A small stone, engraved for the King’s visit to Älmhult.


Museums & Galleries

IKEA Museum

IKEA’s original building in Älmhult has been refurbished into a sleek 3 floor museum of IKEA’s history, with the IKEA motel facing it across the carpark.

The motel was originally built to facilitate people coming to IKEA from further away as the shopping experience was a guided one. IKEA prioritised hiring and training housewives for its consultants as they worked on the principal no one knew the home better and could articulate the needs more clearly.

Aside from a fascinating run through IKEA’s history from a single store in Älmhult to the global mega-brand it is today, we also get insight into the change in identity, slowly consolidating into the blue and yellow we know today from the viking hats and moose used across the world at various points in its history.

The top floor contained the exhibition relating to Human Shelter, a documentary co-funded by Ikea looking into what makes a home, from the shacks floating on the rivers of Nigeria, to the tiny mobile homes of the Saami to the refugee camps the exhibition shows highlights from the films projected into representative spaces of the rooms shown.

There is also a small IKEA store selling a number of unique items unavailable in any mainstream IKEA, and a restaurant offering not just the famous meatballs and hotdogs (the history of both being covered in the museum) but also an additional four meatball types to try.

▶ _WHAT TO PRODUCE_
Rewrite the IKEA Museum passage from "IKEA Museum" to "needs more clearly.", swapping "motel" for "hotel".

▶ _RECORD SET_

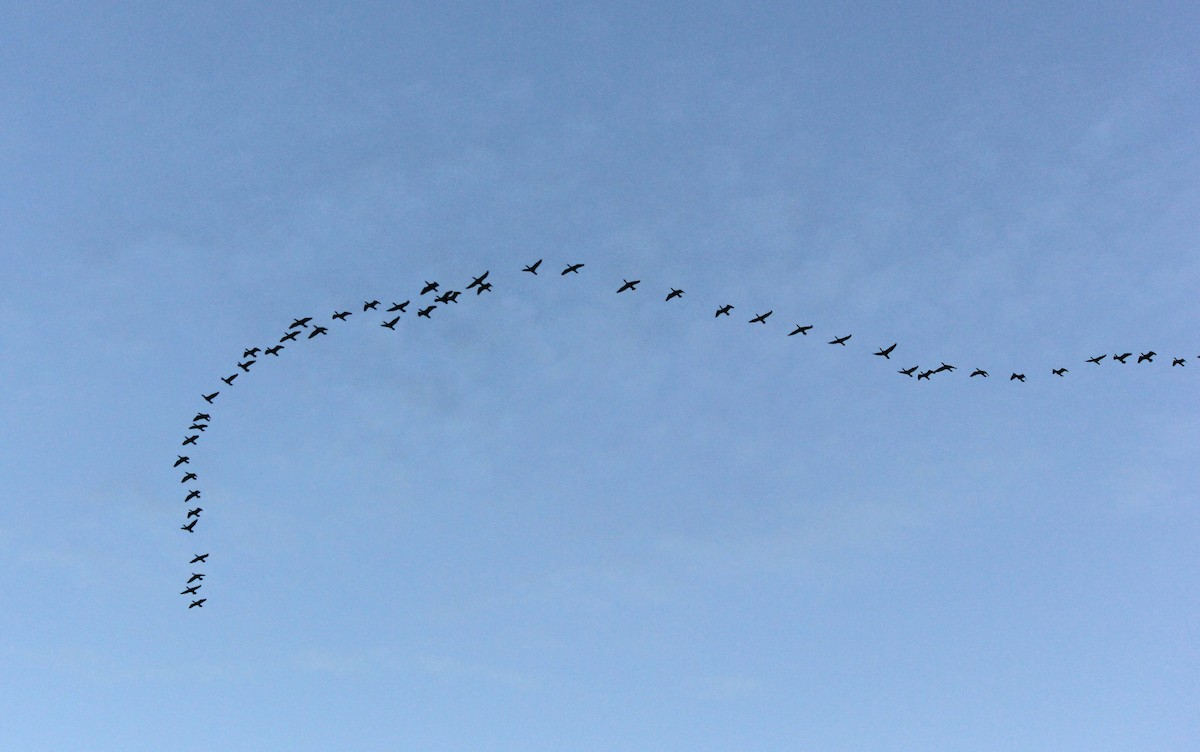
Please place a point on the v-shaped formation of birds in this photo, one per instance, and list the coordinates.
(306, 329)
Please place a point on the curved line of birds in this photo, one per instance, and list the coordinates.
(479, 284)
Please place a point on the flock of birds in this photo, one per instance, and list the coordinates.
(300, 326)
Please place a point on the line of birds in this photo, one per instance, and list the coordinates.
(201, 422)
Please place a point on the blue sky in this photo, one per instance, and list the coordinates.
(552, 517)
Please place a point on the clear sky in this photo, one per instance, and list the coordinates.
(557, 518)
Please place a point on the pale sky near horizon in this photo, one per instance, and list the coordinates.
(552, 517)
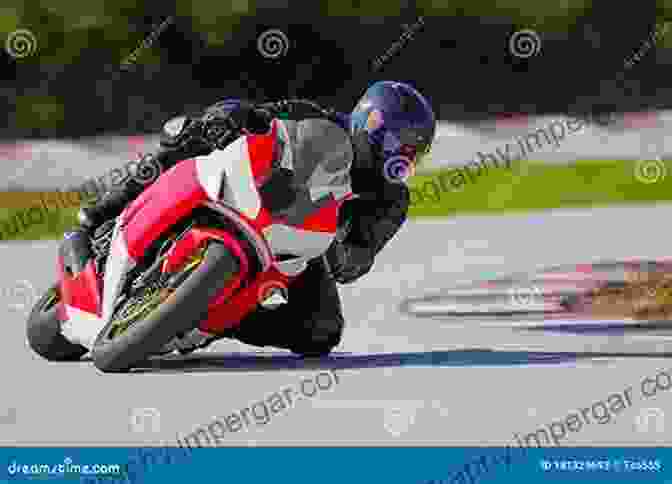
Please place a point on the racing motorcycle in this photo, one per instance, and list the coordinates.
(187, 260)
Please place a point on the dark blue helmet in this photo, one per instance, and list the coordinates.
(396, 120)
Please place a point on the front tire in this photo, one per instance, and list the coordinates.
(180, 312)
(44, 330)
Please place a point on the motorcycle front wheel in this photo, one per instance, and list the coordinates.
(144, 325)
(44, 330)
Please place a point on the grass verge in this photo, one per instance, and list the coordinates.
(528, 186)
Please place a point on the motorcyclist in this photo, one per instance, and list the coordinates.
(392, 121)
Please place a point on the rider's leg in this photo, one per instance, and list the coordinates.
(311, 323)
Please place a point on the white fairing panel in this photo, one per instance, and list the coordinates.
(229, 172)
(81, 327)
(305, 244)
(119, 262)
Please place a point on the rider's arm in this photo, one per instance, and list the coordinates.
(379, 211)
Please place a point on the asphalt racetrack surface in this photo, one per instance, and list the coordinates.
(399, 380)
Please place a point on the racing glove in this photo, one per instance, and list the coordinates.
(349, 262)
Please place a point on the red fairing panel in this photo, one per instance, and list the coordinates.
(176, 193)
(229, 314)
(262, 150)
(82, 291)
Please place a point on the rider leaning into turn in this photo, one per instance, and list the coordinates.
(392, 119)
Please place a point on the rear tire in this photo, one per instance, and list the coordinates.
(44, 331)
(182, 311)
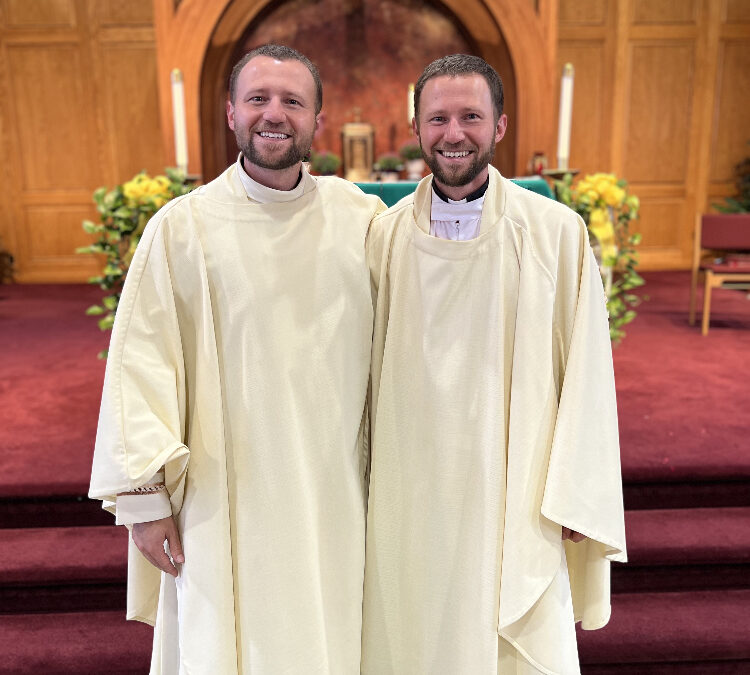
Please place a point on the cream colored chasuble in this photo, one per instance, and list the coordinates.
(493, 423)
(239, 362)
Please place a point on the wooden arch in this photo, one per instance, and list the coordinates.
(199, 37)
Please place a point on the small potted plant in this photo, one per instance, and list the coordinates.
(388, 167)
(412, 156)
(607, 207)
(325, 163)
(123, 213)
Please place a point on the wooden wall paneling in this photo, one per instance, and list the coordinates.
(40, 13)
(659, 110)
(587, 40)
(130, 100)
(583, 12)
(589, 144)
(53, 233)
(48, 89)
(130, 13)
(78, 109)
(731, 124)
(664, 11)
(703, 96)
(736, 11)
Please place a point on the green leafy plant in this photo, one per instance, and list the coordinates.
(325, 163)
(740, 203)
(123, 213)
(608, 209)
(389, 162)
(410, 151)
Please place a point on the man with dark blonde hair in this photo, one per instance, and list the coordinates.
(495, 500)
(233, 415)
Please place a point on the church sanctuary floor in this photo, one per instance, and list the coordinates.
(679, 606)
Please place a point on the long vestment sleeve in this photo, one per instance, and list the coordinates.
(583, 490)
(564, 464)
(142, 417)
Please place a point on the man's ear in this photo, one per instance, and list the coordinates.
(502, 125)
(230, 114)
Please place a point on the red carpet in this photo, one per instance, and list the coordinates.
(680, 605)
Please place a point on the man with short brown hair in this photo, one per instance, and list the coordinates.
(233, 414)
(495, 500)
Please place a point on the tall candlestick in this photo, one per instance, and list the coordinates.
(178, 117)
(566, 116)
(410, 104)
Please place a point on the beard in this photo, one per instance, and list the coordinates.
(296, 152)
(458, 176)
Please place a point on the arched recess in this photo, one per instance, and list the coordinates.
(199, 38)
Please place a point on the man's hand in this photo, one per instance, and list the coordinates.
(149, 538)
(574, 536)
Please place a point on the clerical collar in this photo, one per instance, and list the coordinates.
(479, 192)
(265, 195)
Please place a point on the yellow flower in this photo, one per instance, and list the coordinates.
(614, 195)
(601, 226)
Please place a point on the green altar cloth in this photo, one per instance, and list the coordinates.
(390, 193)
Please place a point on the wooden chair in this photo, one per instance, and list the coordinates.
(722, 242)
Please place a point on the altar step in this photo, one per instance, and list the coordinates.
(704, 632)
(73, 643)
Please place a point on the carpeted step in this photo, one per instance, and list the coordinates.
(671, 493)
(62, 569)
(52, 511)
(72, 644)
(685, 549)
(671, 628)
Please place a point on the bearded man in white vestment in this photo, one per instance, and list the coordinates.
(495, 498)
(233, 417)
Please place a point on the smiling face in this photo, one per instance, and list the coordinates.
(458, 132)
(273, 118)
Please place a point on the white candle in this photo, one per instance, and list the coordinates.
(410, 104)
(178, 117)
(566, 116)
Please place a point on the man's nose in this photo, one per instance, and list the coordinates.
(274, 111)
(454, 133)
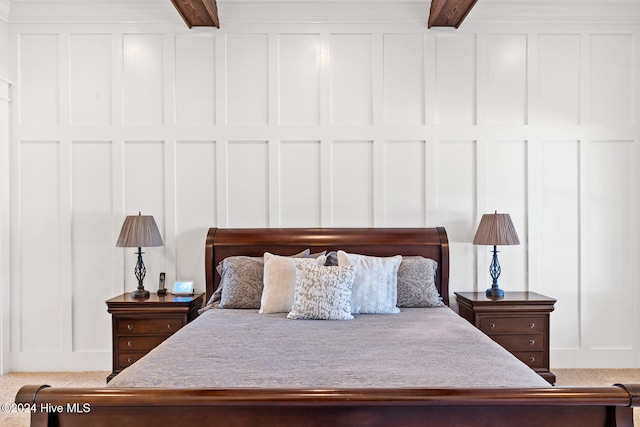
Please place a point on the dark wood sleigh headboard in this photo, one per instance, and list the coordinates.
(427, 242)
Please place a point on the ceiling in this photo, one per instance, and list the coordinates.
(323, 11)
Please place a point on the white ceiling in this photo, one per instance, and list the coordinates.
(305, 11)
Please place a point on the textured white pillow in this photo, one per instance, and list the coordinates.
(280, 282)
(322, 293)
(375, 285)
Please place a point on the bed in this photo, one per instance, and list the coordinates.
(436, 369)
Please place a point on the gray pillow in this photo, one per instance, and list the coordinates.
(416, 283)
(243, 289)
(241, 282)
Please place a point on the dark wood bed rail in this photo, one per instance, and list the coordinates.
(553, 406)
(428, 242)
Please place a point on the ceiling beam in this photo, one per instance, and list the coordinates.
(449, 13)
(198, 13)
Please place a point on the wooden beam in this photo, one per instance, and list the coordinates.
(449, 13)
(198, 13)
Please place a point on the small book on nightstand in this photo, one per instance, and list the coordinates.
(182, 288)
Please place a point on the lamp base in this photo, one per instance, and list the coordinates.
(140, 293)
(495, 292)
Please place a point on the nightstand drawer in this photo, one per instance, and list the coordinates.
(512, 325)
(166, 325)
(127, 359)
(141, 343)
(520, 342)
(533, 359)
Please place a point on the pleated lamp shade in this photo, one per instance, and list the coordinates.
(139, 231)
(496, 229)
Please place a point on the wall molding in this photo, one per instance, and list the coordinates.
(4, 10)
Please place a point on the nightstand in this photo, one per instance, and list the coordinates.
(139, 325)
(519, 322)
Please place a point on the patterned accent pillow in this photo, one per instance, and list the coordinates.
(241, 283)
(322, 293)
(280, 281)
(375, 285)
(416, 283)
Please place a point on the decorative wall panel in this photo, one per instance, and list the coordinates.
(507, 79)
(404, 79)
(352, 183)
(559, 79)
(39, 246)
(195, 79)
(404, 184)
(612, 83)
(247, 79)
(607, 278)
(39, 91)
(92, 242)
(248, 184)
(300, 184)
(143, 97)
(90, 79)
(351, 58)
(195, 207)
(456, 79)
(299, 61)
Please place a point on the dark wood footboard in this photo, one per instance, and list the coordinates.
(557, 406)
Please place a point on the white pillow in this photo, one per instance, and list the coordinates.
(322, 293)
(280, 282)
(375, 285)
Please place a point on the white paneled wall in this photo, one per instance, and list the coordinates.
(323, 125)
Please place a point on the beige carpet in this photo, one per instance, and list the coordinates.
(11, 383)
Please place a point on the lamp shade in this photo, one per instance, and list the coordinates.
(496, 229)
(139, 231)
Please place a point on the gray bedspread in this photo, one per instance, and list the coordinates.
(421, 347)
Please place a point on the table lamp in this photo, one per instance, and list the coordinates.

▶ _PROBLEM SOLUTION_
IKEA Museum

IKEA’s original building in Älmhult has been refurbished into a sleek 3 floor museum of IKEA’s history, with the IKEA hotel facing it across the carpark.

The hotel was originally built to facilitate people coming to IKEA from further away as the shopping experience was a guided one. IKEA prioritised hiring and training housewives for its consultants as they worked on the principal no one knew the home better and could articulate the needs more clearly.